(Fragmenten uit data met puntannotaties)
------------------------------
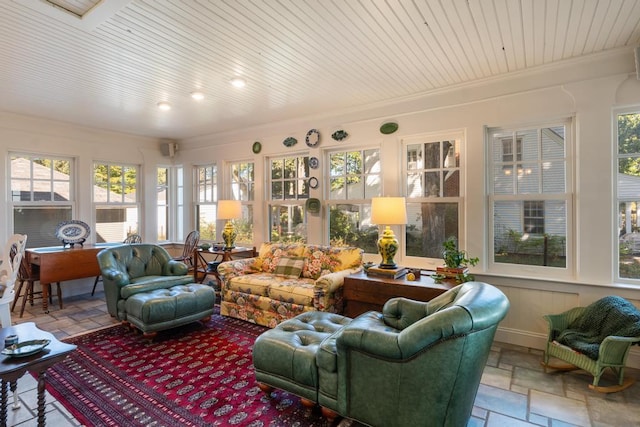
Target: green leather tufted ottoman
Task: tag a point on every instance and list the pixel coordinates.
(161, 309)
(285, 357)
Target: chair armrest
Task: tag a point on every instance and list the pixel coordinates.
(368, 333)
(175, 268)
(230, 269)
(560, 322)
(116, 276)
(327, 292)
(614, 349)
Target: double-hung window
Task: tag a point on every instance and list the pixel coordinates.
(434, 193)
(243, 189)
(628, 196)
(205, 201)
(354, 178)
(115, 199)
(41, 196)
(289, 190)
(530, 196)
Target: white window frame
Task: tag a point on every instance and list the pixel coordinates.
(298, 201)
(207, 198)
(62, 205)
(363, 203)
(247, 199)
(562, 273)
(117, 202)
(455, 163)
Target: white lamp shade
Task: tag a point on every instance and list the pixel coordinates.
(229, 209)
(388, 210)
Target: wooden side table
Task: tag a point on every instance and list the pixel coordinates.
(12, 368)
(363, 293)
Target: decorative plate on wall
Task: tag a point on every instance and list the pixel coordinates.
(313, 138)
(388, 128)
(290, 142)
(74, 231)
(339, 135)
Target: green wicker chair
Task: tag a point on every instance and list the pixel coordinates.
(613, 352)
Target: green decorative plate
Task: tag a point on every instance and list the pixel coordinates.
(388, 128)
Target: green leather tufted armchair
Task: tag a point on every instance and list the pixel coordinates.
(132, 269)
(414, 364)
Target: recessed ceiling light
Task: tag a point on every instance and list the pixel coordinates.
(238, 82)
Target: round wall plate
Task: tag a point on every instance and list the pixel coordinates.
(290, 142)
(313, 138)
(388, 128)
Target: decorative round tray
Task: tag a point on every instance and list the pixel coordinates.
(25, 348)
(313, 138)
(73, 231)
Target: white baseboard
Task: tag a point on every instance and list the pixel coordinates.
(538, 341)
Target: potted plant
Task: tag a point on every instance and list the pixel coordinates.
(456, 263)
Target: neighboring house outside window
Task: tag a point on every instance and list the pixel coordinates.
(243, 189)
(289, 190)
(41, 196)
(163, 203)
(627, 234)
(530, 196)
(115, 199)
(205, 200)
(354, 178)
(434, 193)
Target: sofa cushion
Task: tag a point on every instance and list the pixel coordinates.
(270, 254)
(296, 291)
(290, 267)
(321, 260)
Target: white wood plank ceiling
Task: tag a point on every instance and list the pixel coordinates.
(108, 63)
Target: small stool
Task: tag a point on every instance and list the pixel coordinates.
(285, 357)
(168, 308)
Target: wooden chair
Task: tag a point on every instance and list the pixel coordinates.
(188, 249)
(11, 259)
(130, 240)
(612, 351)
(30, 274)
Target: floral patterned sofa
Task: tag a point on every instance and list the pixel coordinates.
(285, 280)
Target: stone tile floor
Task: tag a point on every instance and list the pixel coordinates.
(514, 391)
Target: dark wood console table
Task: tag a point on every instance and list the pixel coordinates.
(363, 293)
(203, 257)
(59, 264)
(12, 368)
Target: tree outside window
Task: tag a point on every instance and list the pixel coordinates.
(354, 178)
(41, 196)
(206, 199)
(529, 195)
(115, 198)
(628, 200)
(433, 194)
(289, 189)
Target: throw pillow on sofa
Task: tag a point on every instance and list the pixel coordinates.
(289, 267)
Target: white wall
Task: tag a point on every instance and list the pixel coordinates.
(587, 90)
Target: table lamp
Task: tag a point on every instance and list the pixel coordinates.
(388, 211)
(229, 210)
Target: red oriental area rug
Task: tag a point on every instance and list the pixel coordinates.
(191, 376)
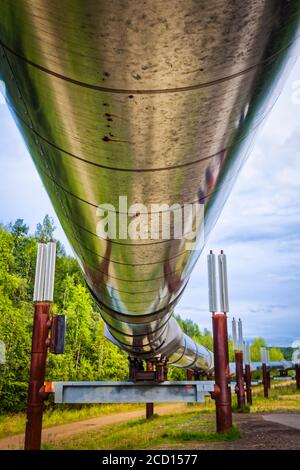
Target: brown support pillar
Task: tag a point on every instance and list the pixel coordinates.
(149, 406)
(149, 410)
(248, 384)
(240, 385)
(297, 370)
(269, 378)
(265, 380)
(222, 392)
(35, 405)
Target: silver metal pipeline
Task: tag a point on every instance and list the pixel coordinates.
(157, 101)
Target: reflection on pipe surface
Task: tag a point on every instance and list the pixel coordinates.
(157, 101)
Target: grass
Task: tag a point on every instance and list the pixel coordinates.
(191, 425)
(196, 423)
(282, 399)
(12, 424)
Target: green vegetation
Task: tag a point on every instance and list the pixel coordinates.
(11, 424)
(88, 355)
(146, 434)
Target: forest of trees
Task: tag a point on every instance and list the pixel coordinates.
(88, 355)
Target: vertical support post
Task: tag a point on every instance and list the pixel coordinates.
(247, 354)
(222, 376)
(222, 391)
(239, 370)
(297, 370)
(265, 379)
(149, 410)
(248, 384)
(264, 360)
(149, 406)
(240, 385)
(35, 402)
(42, 296)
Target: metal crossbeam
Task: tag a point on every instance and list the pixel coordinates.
(131, 392)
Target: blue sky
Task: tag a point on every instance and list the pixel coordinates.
(259, 228)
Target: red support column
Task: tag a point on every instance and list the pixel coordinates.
(149, 410)
(222, 392)
(248, 384)
(297, 370)
(240, 385)
(265, 380)
(149, 406)
(35, 405)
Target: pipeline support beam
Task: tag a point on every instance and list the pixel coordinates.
(41, 325)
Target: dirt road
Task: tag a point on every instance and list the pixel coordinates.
(65, 430)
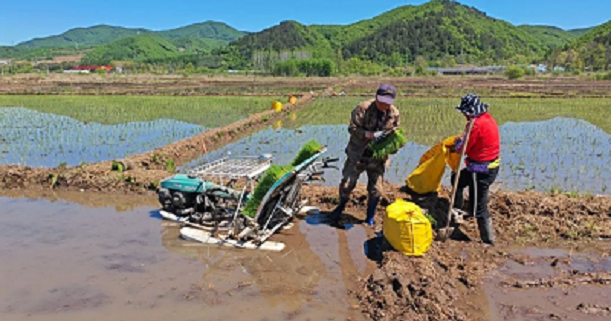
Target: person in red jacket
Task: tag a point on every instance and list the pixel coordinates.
(482, 162)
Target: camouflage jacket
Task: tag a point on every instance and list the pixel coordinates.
(367, 118)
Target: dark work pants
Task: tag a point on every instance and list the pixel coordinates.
(479, 186)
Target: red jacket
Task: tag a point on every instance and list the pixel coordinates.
(484, 142)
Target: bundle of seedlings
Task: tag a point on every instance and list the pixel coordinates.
(388, 145)
(274, 173)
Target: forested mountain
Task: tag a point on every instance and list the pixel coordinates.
(550, 37)
(580, 32)
(436, 33)
(434, 30)
(592, 50)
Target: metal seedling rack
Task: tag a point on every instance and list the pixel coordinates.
(248, 168)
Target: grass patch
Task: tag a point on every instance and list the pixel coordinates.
(274, 173)
(307, 151)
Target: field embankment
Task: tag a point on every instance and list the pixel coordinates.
(242, 85)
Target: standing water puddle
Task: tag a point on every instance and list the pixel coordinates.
(542, 284)
(63, 261)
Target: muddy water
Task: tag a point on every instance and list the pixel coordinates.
(574, 303)
(65, 261)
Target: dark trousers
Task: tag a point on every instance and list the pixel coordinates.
(479, 186)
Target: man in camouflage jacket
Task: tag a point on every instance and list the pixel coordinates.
(369, 120)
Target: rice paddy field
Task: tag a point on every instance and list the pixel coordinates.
(46, 131)
(560, 145)
(547, 144)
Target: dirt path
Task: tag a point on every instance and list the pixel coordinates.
(446, 283)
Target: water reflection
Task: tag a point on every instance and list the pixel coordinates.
(561, 153)
(37, 139)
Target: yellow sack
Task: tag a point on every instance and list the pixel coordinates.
(407, 229)
(426, 178)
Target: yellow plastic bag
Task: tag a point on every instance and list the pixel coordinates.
(407, 229)
(426, 178)
(277, 106)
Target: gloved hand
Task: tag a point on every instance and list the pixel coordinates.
(457, 144)
(379, 135)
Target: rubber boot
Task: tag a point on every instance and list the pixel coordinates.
(486, 231)
(372, 205)
(337, 212)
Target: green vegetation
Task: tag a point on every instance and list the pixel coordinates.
(591, 51)
(427, 121)
(137, 48)
(389, 145)
(201, 36)
(204, 30)
(436, 31)
(308, 67)
(514, 72)
(580, 32)
(308, 150)
(550, 37)
(274, 173)
(205, 111)
(408, 39)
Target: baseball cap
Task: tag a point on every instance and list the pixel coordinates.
(386, 94)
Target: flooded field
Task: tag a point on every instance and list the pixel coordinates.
(46, 140)
(72, 262)
(113, 258)
(560, 154)
(49, 131)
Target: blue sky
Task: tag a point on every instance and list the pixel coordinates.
(22, 20)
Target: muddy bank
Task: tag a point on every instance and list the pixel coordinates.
(519, 217)
(446, 283)
(143, 171)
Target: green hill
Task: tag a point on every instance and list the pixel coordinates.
(592, 51)
(579, 32)
(136, 48)
(288, 35)
(434, 30)
(598, 35)
(192, 38)
(83, 37)
(204, 30)
(549, 36)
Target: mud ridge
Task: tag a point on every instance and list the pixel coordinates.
(438, 286)
(569, 279)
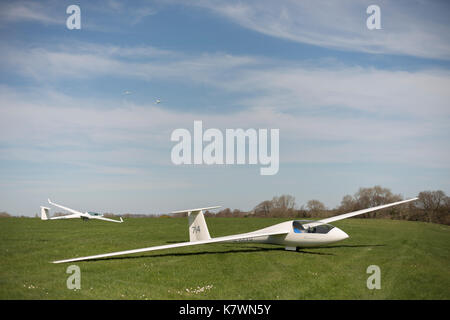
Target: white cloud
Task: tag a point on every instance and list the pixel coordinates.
(413, 28)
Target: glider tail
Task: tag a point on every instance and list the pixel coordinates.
(198, 230)
(45, 215)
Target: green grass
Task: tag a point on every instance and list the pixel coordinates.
(414, 258)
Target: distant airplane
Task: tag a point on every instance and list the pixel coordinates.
(292, 234)
(75, 214)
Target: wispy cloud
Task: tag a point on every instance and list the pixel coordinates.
(414, 28)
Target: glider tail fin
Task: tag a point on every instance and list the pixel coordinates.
(45, 215)
(198, 230)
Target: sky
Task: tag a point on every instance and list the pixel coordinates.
(354, 107)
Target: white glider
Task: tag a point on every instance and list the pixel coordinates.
(292, 234)
(75, 214)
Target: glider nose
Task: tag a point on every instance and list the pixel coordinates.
(340, 235)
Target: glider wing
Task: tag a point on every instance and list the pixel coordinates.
(354, 213)
(177, 245)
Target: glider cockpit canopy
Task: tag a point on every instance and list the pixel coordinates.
(297, 225)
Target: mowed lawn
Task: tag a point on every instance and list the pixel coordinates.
(414, 259)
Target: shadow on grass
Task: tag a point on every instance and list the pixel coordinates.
(243, 250)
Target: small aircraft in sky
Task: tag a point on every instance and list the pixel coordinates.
(75, 214)
(292, 234)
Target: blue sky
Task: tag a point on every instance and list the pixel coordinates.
(355, 107)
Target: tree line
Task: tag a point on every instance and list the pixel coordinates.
(432, 206)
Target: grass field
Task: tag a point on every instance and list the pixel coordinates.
(414, 259)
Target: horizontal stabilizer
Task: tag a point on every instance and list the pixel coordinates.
(194, 210)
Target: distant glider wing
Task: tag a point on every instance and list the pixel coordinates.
(178, 245)
(106, 219)
(64, 208)
(354, 213)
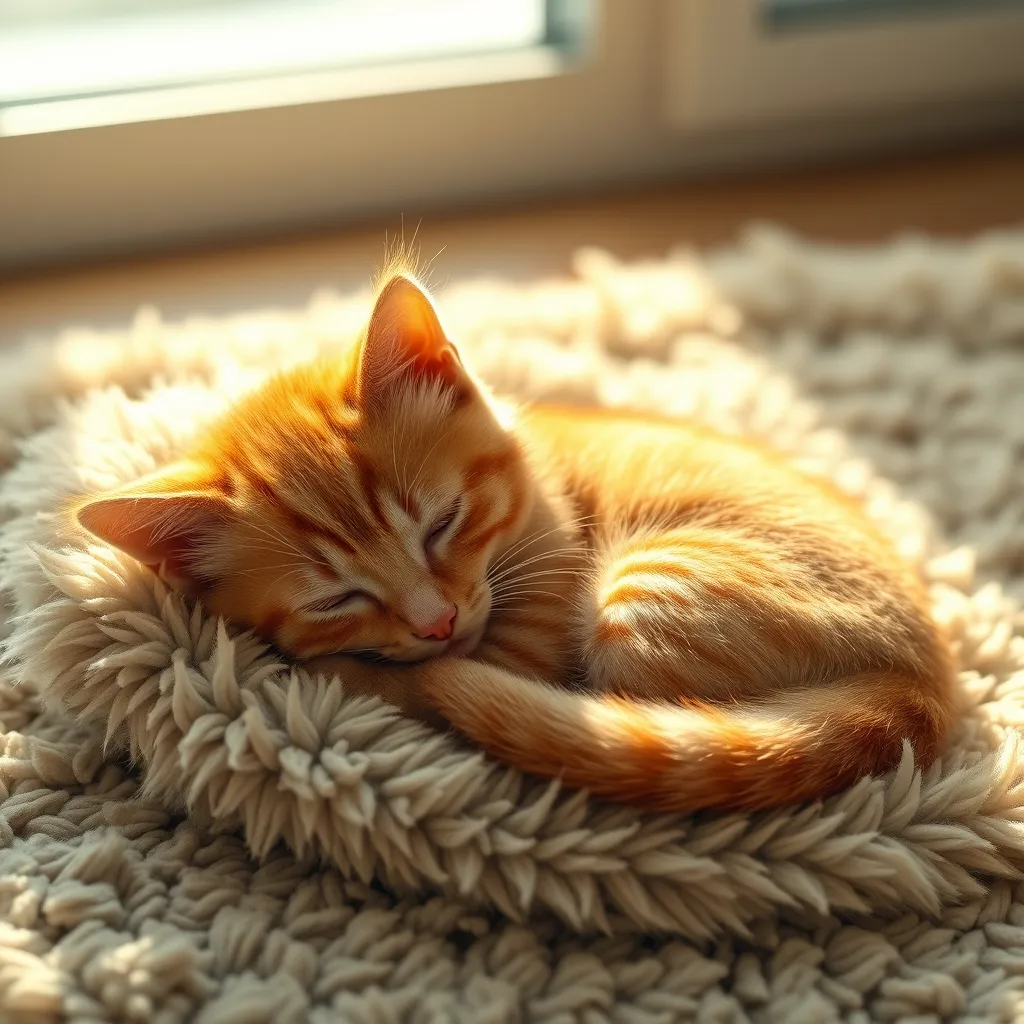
------------------------------
WAT GEVRAAGD WORDT ▸ Verzamel uit de data hierboven alle regels waarin de tekenreeks "grass" voorkomt.

VOLLEDIG ANTWOORD ▸
Target: grass
Target: grass patch
Target: green grass
Target: shadow on grass
Target: grass field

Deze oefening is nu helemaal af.